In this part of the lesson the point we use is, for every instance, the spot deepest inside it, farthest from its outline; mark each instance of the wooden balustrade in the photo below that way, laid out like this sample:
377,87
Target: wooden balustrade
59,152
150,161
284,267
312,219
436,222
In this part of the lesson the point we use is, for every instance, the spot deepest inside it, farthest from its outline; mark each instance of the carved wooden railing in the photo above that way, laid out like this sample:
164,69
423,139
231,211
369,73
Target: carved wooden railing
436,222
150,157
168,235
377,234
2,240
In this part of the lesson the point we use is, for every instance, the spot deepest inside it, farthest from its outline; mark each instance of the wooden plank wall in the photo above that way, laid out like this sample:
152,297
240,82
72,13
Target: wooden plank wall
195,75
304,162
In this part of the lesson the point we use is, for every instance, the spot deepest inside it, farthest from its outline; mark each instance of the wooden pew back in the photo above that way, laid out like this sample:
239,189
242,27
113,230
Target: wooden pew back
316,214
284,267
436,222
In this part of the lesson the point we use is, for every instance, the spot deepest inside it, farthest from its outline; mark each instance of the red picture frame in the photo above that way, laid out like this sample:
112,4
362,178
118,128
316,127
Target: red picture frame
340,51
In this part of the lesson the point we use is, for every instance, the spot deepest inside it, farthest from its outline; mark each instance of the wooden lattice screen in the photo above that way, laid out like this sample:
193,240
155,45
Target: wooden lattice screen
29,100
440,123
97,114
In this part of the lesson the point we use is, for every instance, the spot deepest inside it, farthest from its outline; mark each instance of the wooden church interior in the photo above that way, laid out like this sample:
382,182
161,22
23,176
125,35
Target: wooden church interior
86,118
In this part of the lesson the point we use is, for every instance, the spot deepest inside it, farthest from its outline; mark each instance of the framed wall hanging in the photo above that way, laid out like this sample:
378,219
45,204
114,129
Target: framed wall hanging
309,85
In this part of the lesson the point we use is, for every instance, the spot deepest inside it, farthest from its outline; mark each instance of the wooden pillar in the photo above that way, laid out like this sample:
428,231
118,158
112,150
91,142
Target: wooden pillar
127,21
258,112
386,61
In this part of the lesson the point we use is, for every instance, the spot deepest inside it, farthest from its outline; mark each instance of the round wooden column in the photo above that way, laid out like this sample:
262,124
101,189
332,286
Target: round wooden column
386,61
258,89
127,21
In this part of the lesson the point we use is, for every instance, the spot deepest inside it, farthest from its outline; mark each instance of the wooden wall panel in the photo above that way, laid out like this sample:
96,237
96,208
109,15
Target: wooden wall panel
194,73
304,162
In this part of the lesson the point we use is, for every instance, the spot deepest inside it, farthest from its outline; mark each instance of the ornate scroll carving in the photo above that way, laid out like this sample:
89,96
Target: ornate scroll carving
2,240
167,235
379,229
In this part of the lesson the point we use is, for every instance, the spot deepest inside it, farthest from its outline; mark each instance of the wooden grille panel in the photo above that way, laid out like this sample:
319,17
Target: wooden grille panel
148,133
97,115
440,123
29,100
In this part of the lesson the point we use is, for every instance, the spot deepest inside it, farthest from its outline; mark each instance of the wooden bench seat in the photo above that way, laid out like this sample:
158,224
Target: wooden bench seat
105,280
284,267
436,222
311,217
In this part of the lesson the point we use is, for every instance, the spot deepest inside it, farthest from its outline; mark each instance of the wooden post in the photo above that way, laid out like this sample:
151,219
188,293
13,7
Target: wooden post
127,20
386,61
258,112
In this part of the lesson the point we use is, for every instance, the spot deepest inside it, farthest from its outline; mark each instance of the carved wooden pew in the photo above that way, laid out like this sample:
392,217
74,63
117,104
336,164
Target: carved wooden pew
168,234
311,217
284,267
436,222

---*---

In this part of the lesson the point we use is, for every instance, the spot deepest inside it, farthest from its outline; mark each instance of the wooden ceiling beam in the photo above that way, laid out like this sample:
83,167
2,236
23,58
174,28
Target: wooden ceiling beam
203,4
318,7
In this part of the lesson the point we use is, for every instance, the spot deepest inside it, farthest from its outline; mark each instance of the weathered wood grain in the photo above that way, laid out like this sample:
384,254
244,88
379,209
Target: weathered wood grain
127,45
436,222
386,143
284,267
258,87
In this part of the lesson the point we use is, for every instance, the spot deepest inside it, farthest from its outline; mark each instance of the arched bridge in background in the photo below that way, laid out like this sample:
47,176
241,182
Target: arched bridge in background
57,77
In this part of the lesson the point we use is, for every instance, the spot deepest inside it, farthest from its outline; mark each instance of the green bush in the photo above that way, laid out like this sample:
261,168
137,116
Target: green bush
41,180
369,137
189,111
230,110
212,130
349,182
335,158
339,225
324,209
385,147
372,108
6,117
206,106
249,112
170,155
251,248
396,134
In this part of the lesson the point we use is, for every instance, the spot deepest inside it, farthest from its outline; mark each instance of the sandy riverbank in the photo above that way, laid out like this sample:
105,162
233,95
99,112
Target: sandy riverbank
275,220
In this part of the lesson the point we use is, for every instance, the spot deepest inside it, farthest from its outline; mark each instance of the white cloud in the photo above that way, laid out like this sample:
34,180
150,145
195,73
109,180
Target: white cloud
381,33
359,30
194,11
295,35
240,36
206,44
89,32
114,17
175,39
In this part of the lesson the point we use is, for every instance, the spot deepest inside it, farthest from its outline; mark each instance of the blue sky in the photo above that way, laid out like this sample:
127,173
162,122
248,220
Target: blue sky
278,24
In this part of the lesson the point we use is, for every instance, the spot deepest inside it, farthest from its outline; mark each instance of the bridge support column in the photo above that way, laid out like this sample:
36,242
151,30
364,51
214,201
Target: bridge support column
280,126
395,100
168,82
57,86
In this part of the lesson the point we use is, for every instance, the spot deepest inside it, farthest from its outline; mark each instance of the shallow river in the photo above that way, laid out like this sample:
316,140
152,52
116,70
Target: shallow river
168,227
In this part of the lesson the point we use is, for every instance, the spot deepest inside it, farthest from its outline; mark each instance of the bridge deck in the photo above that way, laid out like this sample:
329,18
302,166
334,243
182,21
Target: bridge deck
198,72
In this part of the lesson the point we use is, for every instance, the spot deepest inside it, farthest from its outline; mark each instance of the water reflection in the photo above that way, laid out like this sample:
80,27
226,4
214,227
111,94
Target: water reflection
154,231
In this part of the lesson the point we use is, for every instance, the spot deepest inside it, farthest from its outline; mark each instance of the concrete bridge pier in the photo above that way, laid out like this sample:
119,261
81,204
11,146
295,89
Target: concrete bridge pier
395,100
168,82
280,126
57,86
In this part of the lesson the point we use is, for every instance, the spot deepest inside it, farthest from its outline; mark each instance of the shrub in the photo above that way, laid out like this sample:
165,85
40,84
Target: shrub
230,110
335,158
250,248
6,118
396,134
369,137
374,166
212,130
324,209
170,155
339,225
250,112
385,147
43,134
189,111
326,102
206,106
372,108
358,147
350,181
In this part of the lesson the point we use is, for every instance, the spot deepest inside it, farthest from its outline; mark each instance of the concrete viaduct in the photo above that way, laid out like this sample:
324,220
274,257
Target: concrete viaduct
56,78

---*---

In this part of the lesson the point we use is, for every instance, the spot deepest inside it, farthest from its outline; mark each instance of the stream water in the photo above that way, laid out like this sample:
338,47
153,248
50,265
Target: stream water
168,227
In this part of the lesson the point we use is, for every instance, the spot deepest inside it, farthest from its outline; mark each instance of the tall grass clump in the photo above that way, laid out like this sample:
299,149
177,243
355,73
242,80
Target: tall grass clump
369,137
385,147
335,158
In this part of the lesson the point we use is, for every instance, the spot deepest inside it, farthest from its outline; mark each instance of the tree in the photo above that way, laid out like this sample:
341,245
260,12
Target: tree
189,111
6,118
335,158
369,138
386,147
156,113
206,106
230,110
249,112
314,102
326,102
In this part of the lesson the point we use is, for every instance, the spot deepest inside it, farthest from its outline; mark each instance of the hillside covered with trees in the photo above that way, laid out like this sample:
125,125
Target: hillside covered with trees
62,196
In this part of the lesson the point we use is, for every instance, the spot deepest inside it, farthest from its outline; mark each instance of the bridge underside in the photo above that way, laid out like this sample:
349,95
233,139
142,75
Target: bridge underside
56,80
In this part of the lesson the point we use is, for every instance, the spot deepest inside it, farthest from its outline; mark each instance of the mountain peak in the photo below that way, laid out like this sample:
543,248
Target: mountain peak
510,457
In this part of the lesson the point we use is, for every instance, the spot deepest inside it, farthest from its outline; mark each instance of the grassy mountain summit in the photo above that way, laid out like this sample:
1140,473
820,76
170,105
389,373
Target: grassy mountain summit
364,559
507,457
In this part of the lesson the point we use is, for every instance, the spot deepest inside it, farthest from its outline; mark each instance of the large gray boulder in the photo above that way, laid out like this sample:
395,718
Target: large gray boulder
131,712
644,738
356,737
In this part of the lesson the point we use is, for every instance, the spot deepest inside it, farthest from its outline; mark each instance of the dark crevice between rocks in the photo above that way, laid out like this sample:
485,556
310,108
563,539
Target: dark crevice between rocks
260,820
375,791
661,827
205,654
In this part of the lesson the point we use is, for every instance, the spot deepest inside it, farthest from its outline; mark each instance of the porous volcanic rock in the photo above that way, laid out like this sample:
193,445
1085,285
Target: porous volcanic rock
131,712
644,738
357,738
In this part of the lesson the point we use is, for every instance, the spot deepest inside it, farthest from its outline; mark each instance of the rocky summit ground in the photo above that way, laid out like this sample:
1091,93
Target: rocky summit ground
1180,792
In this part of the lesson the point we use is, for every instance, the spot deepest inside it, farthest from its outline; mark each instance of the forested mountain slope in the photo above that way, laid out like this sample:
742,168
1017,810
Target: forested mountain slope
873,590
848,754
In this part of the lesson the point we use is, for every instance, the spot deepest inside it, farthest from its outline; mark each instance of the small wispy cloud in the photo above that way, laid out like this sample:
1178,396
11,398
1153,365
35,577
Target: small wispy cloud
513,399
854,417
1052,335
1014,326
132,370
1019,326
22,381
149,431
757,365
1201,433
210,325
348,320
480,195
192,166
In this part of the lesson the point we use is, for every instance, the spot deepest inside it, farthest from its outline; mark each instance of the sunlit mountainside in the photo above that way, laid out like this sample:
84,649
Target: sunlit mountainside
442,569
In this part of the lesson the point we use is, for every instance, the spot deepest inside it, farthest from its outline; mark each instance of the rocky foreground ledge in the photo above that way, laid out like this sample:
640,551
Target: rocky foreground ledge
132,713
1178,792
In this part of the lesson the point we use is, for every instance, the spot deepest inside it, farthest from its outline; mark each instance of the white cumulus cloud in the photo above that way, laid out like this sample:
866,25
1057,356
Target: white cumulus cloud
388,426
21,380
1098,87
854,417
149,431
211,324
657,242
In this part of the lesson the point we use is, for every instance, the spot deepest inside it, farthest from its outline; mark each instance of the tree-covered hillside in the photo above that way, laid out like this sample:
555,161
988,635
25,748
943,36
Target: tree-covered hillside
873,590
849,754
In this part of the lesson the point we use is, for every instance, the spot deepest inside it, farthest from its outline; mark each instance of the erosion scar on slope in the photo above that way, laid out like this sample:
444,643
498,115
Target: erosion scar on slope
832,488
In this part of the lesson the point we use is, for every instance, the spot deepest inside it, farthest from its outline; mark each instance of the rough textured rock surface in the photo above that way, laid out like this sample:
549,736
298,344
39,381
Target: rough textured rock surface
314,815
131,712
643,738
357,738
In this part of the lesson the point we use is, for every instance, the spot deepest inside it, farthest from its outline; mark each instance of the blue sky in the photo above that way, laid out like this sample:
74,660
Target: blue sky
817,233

---*---

*Requirement*. Locate each line in the records above that contains the string "plank" and copy those lines out. Case matters.

*Completed task*.
In this part of the lesson the point we use is, for every instance, the spot deepest inside it, farthest from its outline; mark each instance of the wooden plank wall in the photo above that way, laid out like this sample:
Target: wooden plank wall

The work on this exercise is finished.